> **Extract provided**
My mother and her best friend taught me how to sew when I was about ten years old. First they made me practice sewing two pieces of fabric together by hand until my running stitches were even and I knew the difference between a running stitch, straight stitch, back-stitch, etc. Then they explained the various types of stitches and their use and some of the sewing terminology.
I, of course, was anxious to start with the sewing machine. Just let me make something. They tried to explain that I needed to master the hand stitches before moving on to the sewing machine. I couldn't understand why back then. I can now. I wanted to create something right then and there.
When they were happy with my hand sewing I moved on to the sewing machine. First they explained how the machine worked, the different parts of the machine, the different machine heads, the different stitches, winding bobbins, etc. I couldn't move on until I knew this. I had no idea when I wanted to learn how to sew how much I needed to learn first. I was ready to go. Let me at the sewing machine - now.
Finally, the day came when I was allowed to start my machine sewing - or so I thought. Au contraire!
First my mother and her friend explained all the sewing terms, showed me how to sew a straight line with the machine, how to sew in reverse, etc. Here, too, they had me practicing rows and rows of stitches on single pieces of fabric. I, of course, thought I was ready after sewing two or three rows of stitches.

> **Supplied material**
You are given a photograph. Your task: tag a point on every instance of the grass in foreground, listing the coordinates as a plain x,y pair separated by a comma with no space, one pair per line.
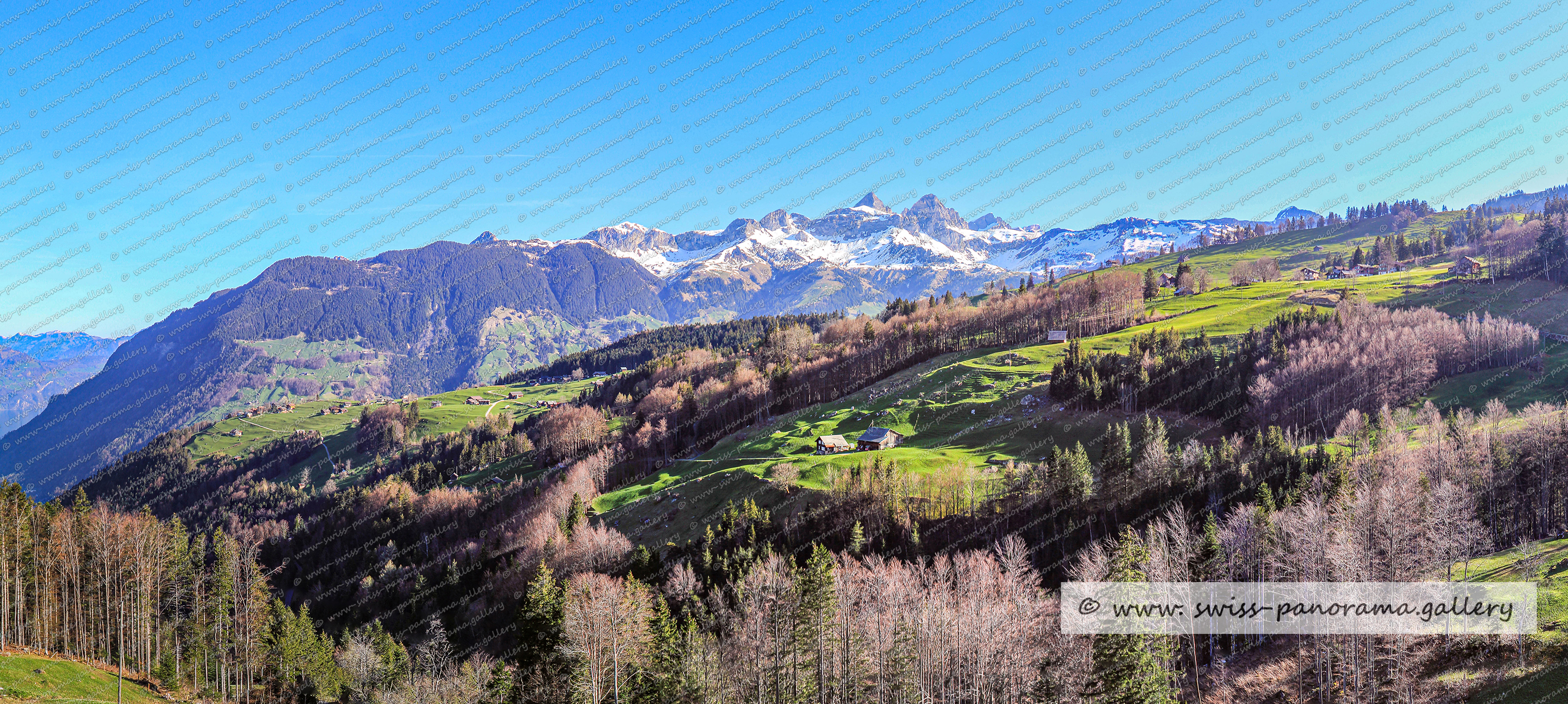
43,680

> **Direction**
Pick up the account of learning to sew as a child and keep writing it from its final sentence onward.

> **Response to the exercise**
My mother would look at my rows of stitching and tell me to continue practicing. My rows of stitching were crooked. I wasn't allowed to move on until they were straight. I really think my mother made me practice much more then I needed just to keep me out of her hair. In any event, I practiced sewing straight lines forward and backwards until I could do it with my eyes closed.
When I thought I was done and ready to start my project here, too, I was wrong. I had no idea they had a test in store for me. YIKES! I'm learning to sew not going to school. Needless to say I passed my quiz with flying colors and they decided I was ready to move on to my first pattern.
The first thing I decided to make was a shirt for myself. I set about buying a pattern, buying the material, supplies, etc. My mother wanted me to start with a simple pattern like a pillow. I convinced her I could handle a shirt. Little did I know that here, too, I would need to understand patterns and how they work before moving on. Just put me in front of the sewing machine. I can do this!
So, she showed me how to read the pattern and how to layout the pattern pieces on my material. I never followed the pattern layout instructions, then, and I still don't as I always thought they wasted too much material. She also told me to read the instructions carefully and to follow the pattern step by step. For my first few years I didn't dare go to step 5 before finishing steps 1 through 4. I thought the earth would fall apart if I did. What did I know I was just a kid!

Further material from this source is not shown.